Collected data entries:
········
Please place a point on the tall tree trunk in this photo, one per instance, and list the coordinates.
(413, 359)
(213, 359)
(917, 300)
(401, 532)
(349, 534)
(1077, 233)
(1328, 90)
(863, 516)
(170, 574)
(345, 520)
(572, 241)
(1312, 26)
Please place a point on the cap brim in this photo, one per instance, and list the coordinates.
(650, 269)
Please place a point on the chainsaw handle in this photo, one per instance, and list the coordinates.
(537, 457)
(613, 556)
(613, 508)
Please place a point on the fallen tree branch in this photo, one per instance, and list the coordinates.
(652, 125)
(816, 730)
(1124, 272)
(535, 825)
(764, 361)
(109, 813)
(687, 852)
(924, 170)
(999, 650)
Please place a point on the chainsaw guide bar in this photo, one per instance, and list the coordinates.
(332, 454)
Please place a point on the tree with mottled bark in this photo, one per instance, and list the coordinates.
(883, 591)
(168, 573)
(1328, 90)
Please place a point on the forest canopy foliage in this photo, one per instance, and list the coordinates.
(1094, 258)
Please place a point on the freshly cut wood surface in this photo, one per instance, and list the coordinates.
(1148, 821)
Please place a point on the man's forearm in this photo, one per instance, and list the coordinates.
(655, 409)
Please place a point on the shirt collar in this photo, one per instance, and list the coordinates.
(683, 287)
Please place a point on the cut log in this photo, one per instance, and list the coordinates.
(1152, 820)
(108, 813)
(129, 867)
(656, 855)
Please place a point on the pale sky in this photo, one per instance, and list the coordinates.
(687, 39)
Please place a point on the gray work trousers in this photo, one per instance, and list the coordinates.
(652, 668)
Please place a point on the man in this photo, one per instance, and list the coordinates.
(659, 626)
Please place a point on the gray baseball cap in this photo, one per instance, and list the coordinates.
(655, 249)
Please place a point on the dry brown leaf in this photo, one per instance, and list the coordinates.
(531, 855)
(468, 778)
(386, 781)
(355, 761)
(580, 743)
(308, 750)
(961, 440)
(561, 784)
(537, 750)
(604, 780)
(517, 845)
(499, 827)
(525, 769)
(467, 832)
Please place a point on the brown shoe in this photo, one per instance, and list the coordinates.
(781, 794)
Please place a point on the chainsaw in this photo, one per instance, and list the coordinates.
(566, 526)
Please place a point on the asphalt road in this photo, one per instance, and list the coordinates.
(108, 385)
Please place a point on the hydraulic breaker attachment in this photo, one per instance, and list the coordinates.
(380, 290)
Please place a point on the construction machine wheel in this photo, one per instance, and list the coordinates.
········
BRIEF: Beginning with the line that holds "Please place a point on the gray work", copy the entries exactly to their last line, and leave out every earlier line.

YOUR SOLUTION:
Please place a point on the gray work trousers in this photo, one per instance, and list the coordinates.
(652, 668)
Please place a point on the man in this photo, one per instance, and list the coordinates.
(659, 626)
Please place a point on the gray baseball cap in this photo, one per instance, and list the coordinates.
(655, 249)
Please place a point on the dry brown leaf in this photo, one per instance, and list the coordinates.
(531, 855)
(468, 778)
(386, 781)
(355, 761)
(580, 743)
(308, 750)
(961, 440)
(561, 784)
(537, 750)
(604, 780)
(517, 845)
(499, 827)
(525, 769)
(467, 832)
Please place a point on the brown shoe in this photo, one per instance, and list the coordinates.
(781, 794)
Please place a point on the chainsaw in this photo, one per instance, and list the coordinates.
(566, 526)
Please place a point on the asphalt road in this photo, one per instance, and list the coordinates.
(108, 385)
Please place a point on the hydraulic breaker attachment in this photo, one per instance, and list the coordinates.
(380, 290)
Please place a point on the construction machine wheel in this photo, one per instance, and list the coordinates.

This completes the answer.